GIVEN INSTRUCTION: Copy out everything from the line containing "point: dark green" down to the last line of the entries below, unchanged.

DATA FOR THIS TASK:
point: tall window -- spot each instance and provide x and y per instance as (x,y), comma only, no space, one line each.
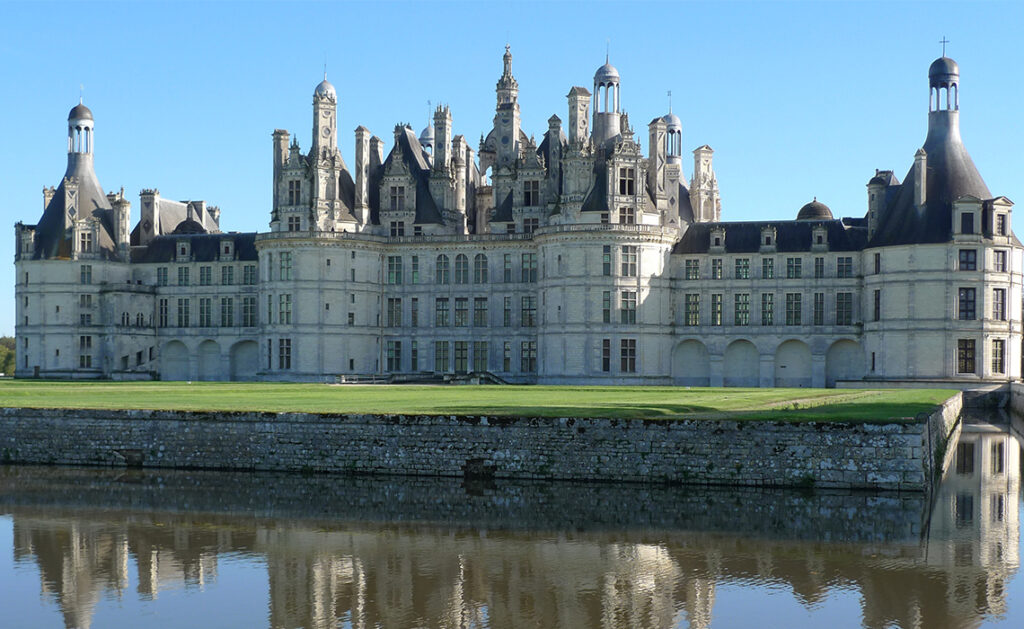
(479,268)
(628,355)
(442,271)
(629,260)
(691,312)
(742,307)
(440,311)
(528,267)
(999,303)
(531,194)
(967,308)
(527,311)
(628,311)
(627,181)
(965,355)
(767,308)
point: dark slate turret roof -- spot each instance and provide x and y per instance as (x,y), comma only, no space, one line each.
(791,237)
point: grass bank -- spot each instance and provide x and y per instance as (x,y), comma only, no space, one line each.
(614,402)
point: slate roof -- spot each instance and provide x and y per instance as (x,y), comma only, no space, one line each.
(791,236)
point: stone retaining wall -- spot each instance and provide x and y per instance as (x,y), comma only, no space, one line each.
(846,455)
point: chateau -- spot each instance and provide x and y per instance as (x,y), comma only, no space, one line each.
(576,259)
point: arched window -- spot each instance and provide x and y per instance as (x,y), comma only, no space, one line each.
(461,268)
(479,268)
(441,269)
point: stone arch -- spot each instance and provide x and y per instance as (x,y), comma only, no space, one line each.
(793,364)
(245,361)
(690,364)
(844,361)
(174,363)
(208,359)
(741,365)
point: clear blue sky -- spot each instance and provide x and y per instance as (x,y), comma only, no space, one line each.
(798,98)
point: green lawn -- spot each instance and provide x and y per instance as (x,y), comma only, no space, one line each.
(616,402)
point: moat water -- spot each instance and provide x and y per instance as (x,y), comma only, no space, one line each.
(146,548)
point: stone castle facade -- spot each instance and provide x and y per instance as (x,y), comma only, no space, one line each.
(578,258)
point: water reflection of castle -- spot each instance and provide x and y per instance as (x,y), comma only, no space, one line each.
(395,575)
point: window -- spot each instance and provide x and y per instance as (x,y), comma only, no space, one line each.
(998,355)
(285,309)
(461,311)
(968,259)
(397,198)
(249,311)
(628,355)
(527,311)
(716,309)
(528,271)
(531,194)
(480,355)
(767,308)
(691,310)
(440,357)
(967,222)
(628,307)
(629,261)
(204,311)
(999,260)
(844,266)
(627,181)
(226,312)
(479,268)
(461,357)
(968,302)
(461,268)
(793,270)
(440,311)
(794,304)
(742,309)
(284,353)
(965,355)
(527,357)
(480,311)
(392,351)
(394,269)
(844,308)
(183,304)
(285,259)
(441,270)
(393,312)
(999,303)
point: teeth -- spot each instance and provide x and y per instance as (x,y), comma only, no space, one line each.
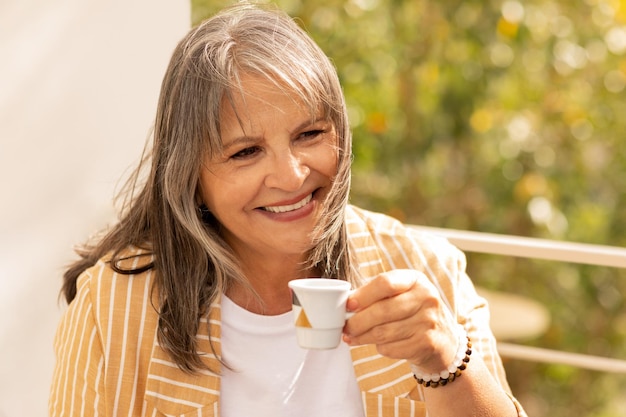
(283,209)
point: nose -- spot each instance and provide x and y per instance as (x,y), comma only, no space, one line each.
(287,171)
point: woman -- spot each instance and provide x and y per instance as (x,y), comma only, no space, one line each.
(183,307)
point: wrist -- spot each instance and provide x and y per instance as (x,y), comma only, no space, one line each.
(453,370)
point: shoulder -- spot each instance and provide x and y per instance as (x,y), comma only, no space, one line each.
(399,245)
(115,293)
(388,231)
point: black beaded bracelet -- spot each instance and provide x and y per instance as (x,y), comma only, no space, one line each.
(445,377)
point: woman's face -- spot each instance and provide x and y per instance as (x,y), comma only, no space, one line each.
(268,186)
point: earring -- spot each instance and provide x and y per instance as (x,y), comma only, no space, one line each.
(205,214)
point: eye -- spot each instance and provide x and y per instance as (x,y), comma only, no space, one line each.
(311,134)
(246,152)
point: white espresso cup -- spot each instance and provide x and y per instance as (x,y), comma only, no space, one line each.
(319,310)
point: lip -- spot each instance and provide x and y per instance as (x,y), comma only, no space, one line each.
(294,214)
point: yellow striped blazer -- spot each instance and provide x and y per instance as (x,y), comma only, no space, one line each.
(109,363)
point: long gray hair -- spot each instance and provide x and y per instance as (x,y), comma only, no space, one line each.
(193,263)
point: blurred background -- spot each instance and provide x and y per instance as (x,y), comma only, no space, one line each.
(491,116)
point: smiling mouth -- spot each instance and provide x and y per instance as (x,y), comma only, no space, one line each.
(291,207)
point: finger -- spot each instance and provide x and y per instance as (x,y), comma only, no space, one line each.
(399,308)
(383,286)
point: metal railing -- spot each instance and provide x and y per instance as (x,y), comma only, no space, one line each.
(554,250)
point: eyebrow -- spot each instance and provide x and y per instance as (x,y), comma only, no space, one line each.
(246,139)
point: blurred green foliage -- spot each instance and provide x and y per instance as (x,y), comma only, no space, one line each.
(504,117)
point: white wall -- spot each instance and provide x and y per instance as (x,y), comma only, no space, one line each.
(79,81)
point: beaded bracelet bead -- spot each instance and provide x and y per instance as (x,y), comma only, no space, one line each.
(461,359)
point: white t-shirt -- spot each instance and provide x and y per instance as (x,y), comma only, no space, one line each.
(272,376)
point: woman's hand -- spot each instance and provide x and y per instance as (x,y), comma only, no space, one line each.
(401,312)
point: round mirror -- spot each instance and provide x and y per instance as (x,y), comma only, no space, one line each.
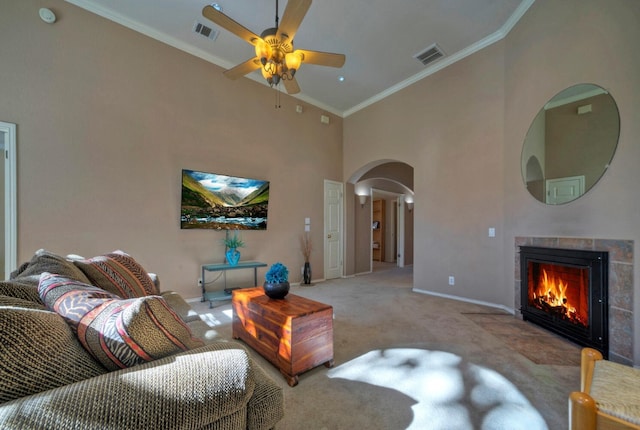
(570,144)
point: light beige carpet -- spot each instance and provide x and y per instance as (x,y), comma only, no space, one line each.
(405,360)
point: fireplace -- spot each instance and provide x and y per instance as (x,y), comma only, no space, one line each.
(566,291)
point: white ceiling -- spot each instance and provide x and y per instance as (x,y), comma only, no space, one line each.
(378,37)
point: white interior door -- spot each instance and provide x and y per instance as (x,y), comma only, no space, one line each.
(10,247)
(333,205)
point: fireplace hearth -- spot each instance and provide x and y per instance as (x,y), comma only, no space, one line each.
(566,291)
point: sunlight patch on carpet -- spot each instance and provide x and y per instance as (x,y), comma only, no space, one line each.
(449,393)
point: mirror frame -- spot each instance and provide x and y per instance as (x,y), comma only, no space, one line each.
(570,144)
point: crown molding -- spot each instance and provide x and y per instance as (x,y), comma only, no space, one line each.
(447,61)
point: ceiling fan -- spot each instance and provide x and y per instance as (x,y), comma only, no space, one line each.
(275,55)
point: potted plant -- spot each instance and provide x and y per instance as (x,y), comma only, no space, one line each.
(232,243)
(276,284)
(306,248)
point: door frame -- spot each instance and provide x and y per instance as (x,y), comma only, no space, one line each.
(340,185)
(10,198)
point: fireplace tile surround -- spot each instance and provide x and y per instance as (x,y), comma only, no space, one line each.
(620,285)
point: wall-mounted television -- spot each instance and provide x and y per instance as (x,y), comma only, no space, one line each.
(219,202)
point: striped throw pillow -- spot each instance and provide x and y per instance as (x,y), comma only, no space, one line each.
(119,333)
(118,273)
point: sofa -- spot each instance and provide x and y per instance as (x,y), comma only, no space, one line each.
(87,346)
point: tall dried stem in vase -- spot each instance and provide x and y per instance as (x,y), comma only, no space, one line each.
(306,246)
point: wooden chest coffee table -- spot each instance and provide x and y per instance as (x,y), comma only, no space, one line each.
(295,334)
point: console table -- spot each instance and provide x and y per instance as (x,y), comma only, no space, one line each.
(225,294)
(295,333)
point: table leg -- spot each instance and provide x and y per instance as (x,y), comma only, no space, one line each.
(202,280)
(292,380)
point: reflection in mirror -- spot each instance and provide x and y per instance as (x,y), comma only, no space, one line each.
(570,144)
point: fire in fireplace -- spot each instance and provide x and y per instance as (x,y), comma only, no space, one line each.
(565,291)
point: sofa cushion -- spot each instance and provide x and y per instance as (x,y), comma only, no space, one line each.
(39,352)
(23,282)
(118,273)
(119,333)
(20,303)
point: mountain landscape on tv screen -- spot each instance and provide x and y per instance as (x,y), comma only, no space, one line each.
(212,201)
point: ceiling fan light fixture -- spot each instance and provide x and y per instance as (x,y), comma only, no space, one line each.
(275,55)
(263,51)
(293,61)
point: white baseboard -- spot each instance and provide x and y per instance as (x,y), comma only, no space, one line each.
(464,299)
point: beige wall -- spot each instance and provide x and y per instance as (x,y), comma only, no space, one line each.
(462,130)
(107,119)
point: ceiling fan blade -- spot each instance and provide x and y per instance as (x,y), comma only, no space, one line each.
(292,17)
(243,68)
(291,85)
(322,58)
(230,25)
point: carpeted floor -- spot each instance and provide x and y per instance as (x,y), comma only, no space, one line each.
(405,360)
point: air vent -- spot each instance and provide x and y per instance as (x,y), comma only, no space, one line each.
(205,31)
(429,55)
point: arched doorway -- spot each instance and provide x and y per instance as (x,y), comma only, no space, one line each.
(382,219)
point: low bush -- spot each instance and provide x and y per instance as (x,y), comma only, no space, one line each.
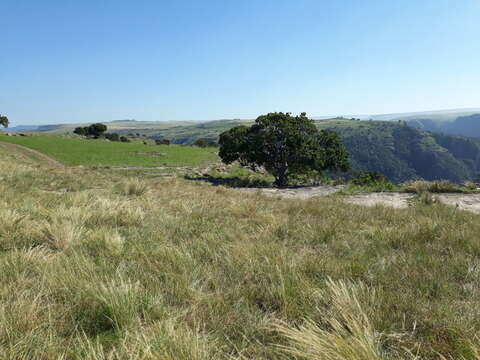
(421,186)
(370,178)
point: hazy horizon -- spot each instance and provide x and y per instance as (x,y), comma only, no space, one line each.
(72,62)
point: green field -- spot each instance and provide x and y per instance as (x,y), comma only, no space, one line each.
(101,265)
(73,151)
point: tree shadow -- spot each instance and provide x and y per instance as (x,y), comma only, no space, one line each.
(233,181)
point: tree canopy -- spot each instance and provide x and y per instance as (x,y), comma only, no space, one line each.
(4,121)
(94,130)
(284,145)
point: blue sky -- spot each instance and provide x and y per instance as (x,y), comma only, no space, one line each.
(99,60)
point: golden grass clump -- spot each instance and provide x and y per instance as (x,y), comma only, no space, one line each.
(192,271)
(348,333)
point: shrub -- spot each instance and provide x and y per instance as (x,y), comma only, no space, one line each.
(421,186)
(370,178)
(162,142)
(285,146)
(112,137)
(204,143)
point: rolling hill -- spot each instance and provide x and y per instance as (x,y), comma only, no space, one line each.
(468,125)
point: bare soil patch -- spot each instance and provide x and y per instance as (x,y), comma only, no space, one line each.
(469,202)
(395,200)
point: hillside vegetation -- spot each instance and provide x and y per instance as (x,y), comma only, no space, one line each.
(390,147)
(73,150)
(402,153)
(96,265)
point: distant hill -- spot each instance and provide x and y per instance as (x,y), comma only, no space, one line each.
(399,151)
(402,152)
(463,125)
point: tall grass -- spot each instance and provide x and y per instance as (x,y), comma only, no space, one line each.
(188,271)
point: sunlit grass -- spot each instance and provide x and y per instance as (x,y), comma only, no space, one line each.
(99,266)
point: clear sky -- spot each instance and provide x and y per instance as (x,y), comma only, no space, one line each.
(100,60)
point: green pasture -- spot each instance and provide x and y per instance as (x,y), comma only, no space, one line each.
(74,151)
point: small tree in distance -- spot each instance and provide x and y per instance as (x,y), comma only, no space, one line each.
(4,121)
(284,145)
(94,130)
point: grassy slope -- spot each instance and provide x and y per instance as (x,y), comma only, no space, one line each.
(95,265)
(75,151)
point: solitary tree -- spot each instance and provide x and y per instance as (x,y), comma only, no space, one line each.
(4,121)
(284,145)
(94,130)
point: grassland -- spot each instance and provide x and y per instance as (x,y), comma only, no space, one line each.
(72,150)
(97,265)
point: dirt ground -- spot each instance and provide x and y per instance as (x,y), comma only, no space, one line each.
(469,202)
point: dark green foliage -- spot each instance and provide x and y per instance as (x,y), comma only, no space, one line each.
(204,143)
(162,142)
(404,153)
(284,145)
(4,121)
(370,178)
(94,130)
(112,136)
(82,131)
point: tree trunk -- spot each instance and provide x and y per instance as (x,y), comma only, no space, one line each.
(281,177)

SOLUTION:
point: dark green foliage -- spot each instance and provide x and y per instance as (x,y), comma only, no space, one line each.
(204,143)
(162,142)
(404,153)
(284,145)
(4,121)
(370,178)
(94,130)
(112,136)
(82,131)
point: tree trunk -- spot each instance and provide x and y per instance as (x,y), comma only, no space, one line each.
(281,177)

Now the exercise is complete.